*** Entries provided ***

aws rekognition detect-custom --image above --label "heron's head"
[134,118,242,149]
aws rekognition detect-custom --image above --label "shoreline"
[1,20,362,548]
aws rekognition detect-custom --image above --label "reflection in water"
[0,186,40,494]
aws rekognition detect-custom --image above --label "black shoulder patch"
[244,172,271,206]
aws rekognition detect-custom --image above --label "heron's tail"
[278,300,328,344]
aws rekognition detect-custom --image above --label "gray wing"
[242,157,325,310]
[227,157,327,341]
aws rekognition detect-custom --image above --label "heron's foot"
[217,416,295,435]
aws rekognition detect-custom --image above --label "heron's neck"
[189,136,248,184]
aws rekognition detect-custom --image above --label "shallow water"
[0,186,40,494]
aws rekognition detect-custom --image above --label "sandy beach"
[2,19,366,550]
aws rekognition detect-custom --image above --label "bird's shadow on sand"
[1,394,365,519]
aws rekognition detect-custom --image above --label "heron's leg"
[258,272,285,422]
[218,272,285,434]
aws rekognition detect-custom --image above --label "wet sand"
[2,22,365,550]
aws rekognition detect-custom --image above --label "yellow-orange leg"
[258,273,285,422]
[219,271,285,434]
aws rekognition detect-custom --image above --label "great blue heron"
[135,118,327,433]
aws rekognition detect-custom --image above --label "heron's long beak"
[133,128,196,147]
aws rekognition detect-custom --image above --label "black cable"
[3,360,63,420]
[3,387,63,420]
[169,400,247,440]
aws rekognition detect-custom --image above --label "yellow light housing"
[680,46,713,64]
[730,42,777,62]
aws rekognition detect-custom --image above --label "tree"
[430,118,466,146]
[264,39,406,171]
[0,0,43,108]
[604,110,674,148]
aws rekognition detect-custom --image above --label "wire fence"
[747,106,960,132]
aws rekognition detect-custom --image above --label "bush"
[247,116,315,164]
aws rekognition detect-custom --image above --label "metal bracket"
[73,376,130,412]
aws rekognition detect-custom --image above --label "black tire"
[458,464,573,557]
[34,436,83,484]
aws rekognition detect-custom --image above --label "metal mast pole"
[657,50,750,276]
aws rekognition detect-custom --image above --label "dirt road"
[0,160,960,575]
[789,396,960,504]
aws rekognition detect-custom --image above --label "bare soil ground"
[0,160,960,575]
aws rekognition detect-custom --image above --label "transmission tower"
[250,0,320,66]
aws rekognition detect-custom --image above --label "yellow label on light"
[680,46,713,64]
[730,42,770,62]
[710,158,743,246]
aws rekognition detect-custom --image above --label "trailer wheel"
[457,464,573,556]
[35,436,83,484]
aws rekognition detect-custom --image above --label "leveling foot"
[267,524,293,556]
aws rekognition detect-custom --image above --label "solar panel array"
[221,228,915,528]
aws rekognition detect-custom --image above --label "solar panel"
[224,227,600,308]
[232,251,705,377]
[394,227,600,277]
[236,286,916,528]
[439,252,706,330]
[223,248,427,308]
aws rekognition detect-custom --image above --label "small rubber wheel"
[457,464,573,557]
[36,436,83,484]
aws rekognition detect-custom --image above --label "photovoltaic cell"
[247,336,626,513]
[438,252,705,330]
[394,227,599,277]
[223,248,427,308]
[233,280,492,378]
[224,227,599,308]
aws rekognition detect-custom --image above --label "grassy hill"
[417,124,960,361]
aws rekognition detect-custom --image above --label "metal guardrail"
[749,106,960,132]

***

Copy every one of the records above, keeping each line the same.

__Full solution__:
aws rekognition detect-custom --image above --label "heron's head"
[134,118,242,149]
aws rekognition detect-custom --image above --label "shoreline"
[1,20,362,548]
aws rekognition detect-custom --image above --label "reflection in water"
[0,186,40,494]
aws rekognition detect-custom --image above --label "black shoulder patch"
[244,172,271,206]
aws rekognition detect-custom --image above --label "heron's tail"
[278,300,328,344]
aws rekognition detect-custom --image above --label "gray wing"
[242,157,325,310]
[227,157,327,341]
aws rekognition detect-custom --image above --label "heron's foot"
[217,416,295,435]
aws rekognition detect-custom --image above --label "heron's neck"
[189,136,248,184]
aws rekognition detect-custom --image above --label "shallow water"
[0,186,40,494]
aws rekognition detect-custom --image above --label "sandy beach"
[2,19,366,550]
aws rekognition detect-custom --image above --label "bird's shadow on sand"
[1,394,365,519]
aws rekognition detect-custom --image above --label "heron's leg"
[258,272,285,422]
[218,272,285,434]
aws rekognition detect-custom --image above --label "wet sand"
[2,22,365,550]
aws rekognition detect-custom --image above --label "yellow-orange leg"
[258,273,285,422]
[219,271,285,434]
aws rekognition detect-custom --image above --label "great blue heron"
[135,118,327,433]
aws rekognition detect-custom --image above --label "heron's long beak"
[133,128,196,147]
aws rekognition detect-custom --image above --label "black cable"
[3,360,63,420]
[3,387,63,420]
[169,400,247,440]
aws rekognition detect-custom --image above --label "yellow light housing"
[680,46,713,64]
[730,42,777,62]
aws rekognition detect-custom --image above --label "tree"
[430,118,466,146]
[264,39,406,171]
[0,0,43,108]
[604,110,674,148]
aws rekognition detect-custom --image above --label "wire fence"
[747,106,960,132]
aws rekognition detect-custom --image above --label "bush"
[247,116,315,164]
aws rekognition detect-custom --image above --label "metal bracket"
[73,376,130,412]
aws rekognition detect-custom --image above --label "black tire"
[458,464,573,557]
[34,436,83,484]
aws rekognition detect-custom --image above --label "metal mast pole"
[657,50,750,276]
aws rekognition detect-custom --image above --label "dirt road"
[0,160,960,575]
[789,396,960,504]
aws rekognition detect-custom --image above --label "bare soil ground"
[0,160,960,575]
aws rekognition detect-custom --image above --label "transmission tower"
[250,0,320,66]
aws rekognition detect-custom --image above --label "yellow label on light"
[680,46,713,64]
[730,42,770,62]
[710,158,743,246]
aws rekognition detect-custom --image above --label "trailer wheel"
[457,464,573,556]
[35,436,83,484]
aws rekognition detect-custom --image above --label "leveling foot"
[267,524,293,556]
aws rekognition detect-custom --image above --label "solar panel array"
[221,228,915,528]
aws rekognition detect-custom --image above --label "solar panel"
[224,227,600,308]
[232,251,705,377]
[394,227,600,277]
[236,286,916,528]
[439,252,706,330]
[223,248,427,308]
aws rekognition detect-custom --image above --label "small rubber wheel"
[457,464,573,557]
[36,436,83,484]
aws rekognition detect-custom --image above --label "photovoltaic cell"
[247,336,626,513]
[438,252,705,330]
[394,227,599,277]
[223,248,427,308]
[233,280,492,378]
[224,227,599,308]
aws rekognition detect-custom --image above --label "grassy hill"
[417,124,960,361]
aws rekognition detect-custom --image above --label "metal guardrail"
[749,106,960,132]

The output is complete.